[SUPPLIED TEXT]
* START *

Wednesday, September 17, 2014

Bristling Waves :: Mala Soluta Navis :: Epode 10

Horace uses a lot of colorful words in this epode of, well, curses and pure hate for a guy—perhaps a fellow poet—named Mevius. Not much is known about Mevius, if he even existed at all. He is mentioned briefly in Virgil’s Ecologues. Perhaps Mevius was an invention of either Virgil or Horace, a kind of symbolic bad poet the two paragons of literature could shower with hate and abuse. Virgil speaks directly to Mevius in his Ecologues, chapter III:90, when his character Menalcas says: 

Qui Bavium non odit, amet tua carmina, Mevi,
atque idem iugat vulpes et mulgeat hircos.

Let him who doesn’t hate Bavius love your poems, Mevius,
and let him likewise yoke foxes and milk billy goats.

Oddly Mevius doesn’t answer. Oddly we know nothing about Mavius. Was he a poet, too? Was the whole set of Eclogues addressed to Mevius? I doubt it.

* END *

[EXERCISE TASK 1] Reproduce the passage from the post on Horace's Epode 10 between "Bristling Waves :: Mala" and "et mulgeat hircos.", inclusive.
[EXERCISE TASK 2] State whether each statement agrees with the post on Horace's Epode 10, answering yes or no and quoting the words that decide it: (a) In the quoted lines, a character named Menalcas is the speaker. (b) The writer believes the whole set of Eclogues was addressed to Mevius. (c) A great deal is known about Mevius.
[EXERCISE TASK 3] According to the translated lines in the post on Horace's Epode 10, what should a person who doesn't hate Bavius also do besides loving Mevius's poems?

[SUPPLIED RECORDS]
* START *

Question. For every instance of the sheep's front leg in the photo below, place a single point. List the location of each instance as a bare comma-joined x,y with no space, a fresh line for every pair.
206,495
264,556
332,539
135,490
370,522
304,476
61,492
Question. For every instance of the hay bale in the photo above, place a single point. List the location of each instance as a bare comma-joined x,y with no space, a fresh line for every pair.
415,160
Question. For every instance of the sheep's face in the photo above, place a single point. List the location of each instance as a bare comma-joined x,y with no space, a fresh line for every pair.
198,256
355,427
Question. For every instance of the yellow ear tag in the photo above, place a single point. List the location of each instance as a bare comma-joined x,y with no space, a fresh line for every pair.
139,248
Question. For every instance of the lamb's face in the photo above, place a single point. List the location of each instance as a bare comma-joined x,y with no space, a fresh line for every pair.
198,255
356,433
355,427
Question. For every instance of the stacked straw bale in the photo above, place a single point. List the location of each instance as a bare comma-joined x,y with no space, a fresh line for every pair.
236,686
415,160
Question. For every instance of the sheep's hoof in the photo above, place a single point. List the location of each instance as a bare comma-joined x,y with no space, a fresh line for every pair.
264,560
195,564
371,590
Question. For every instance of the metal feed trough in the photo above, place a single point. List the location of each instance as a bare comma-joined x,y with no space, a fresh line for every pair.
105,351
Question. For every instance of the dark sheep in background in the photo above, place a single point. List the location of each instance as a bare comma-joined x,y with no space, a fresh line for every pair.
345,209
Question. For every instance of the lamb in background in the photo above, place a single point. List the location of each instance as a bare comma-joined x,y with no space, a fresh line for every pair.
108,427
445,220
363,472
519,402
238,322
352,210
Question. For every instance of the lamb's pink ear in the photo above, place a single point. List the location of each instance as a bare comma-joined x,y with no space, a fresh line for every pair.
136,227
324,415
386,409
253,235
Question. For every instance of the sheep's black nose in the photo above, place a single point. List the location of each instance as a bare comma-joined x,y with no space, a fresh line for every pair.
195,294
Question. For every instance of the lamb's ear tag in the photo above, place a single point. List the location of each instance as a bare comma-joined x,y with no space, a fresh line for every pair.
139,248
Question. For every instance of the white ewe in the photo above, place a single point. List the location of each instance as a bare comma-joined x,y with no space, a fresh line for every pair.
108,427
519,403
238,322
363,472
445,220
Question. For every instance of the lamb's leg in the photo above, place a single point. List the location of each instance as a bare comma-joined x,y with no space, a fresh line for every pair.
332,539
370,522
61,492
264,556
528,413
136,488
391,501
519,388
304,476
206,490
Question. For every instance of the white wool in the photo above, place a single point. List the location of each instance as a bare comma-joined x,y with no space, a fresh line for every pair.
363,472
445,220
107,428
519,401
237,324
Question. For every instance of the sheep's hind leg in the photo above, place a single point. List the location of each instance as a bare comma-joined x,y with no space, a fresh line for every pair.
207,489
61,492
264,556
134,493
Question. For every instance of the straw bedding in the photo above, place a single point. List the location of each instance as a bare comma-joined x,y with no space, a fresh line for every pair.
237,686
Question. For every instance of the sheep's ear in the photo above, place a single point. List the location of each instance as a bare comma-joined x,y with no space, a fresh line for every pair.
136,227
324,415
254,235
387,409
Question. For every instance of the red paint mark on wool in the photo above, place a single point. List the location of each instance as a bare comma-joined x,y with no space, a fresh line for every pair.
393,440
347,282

* END *

[WORKED SOLUTION 1]
Bristling Waves :: Mala Soluta Navis :: Epode 10

Horace uses a lot of colorful words in this epode of, well, curses and pure hate for a guy—perhaps a fellow poet—named Mevius. Not much is known about Mevius, if he even existed at all. He is mentioned briefly in Virgil’s Ecologues. Perhaps Mevius was an invention of either Virgil or Horace, a kind of symbolic bad poet the two paragons of literature could shower with hate and abuse. Virgil speaks directly to Mevius in his Ecologues, chapter III:90, when his character Menalcas says: 

Qui Bavium non odit, amet tua carmina, Mevi,
atque idem iugat vulpes et mulgeat hircos.

[WORKED SOLUTION 2]
(a) Yes: "when his character Menalcas says"
(b) No: "I doubt it."
(c) No: "Not much is known about Mevius, if he even existed at all."

[WORKED SOLUTION 3] Yoke foxes and milk billy goats.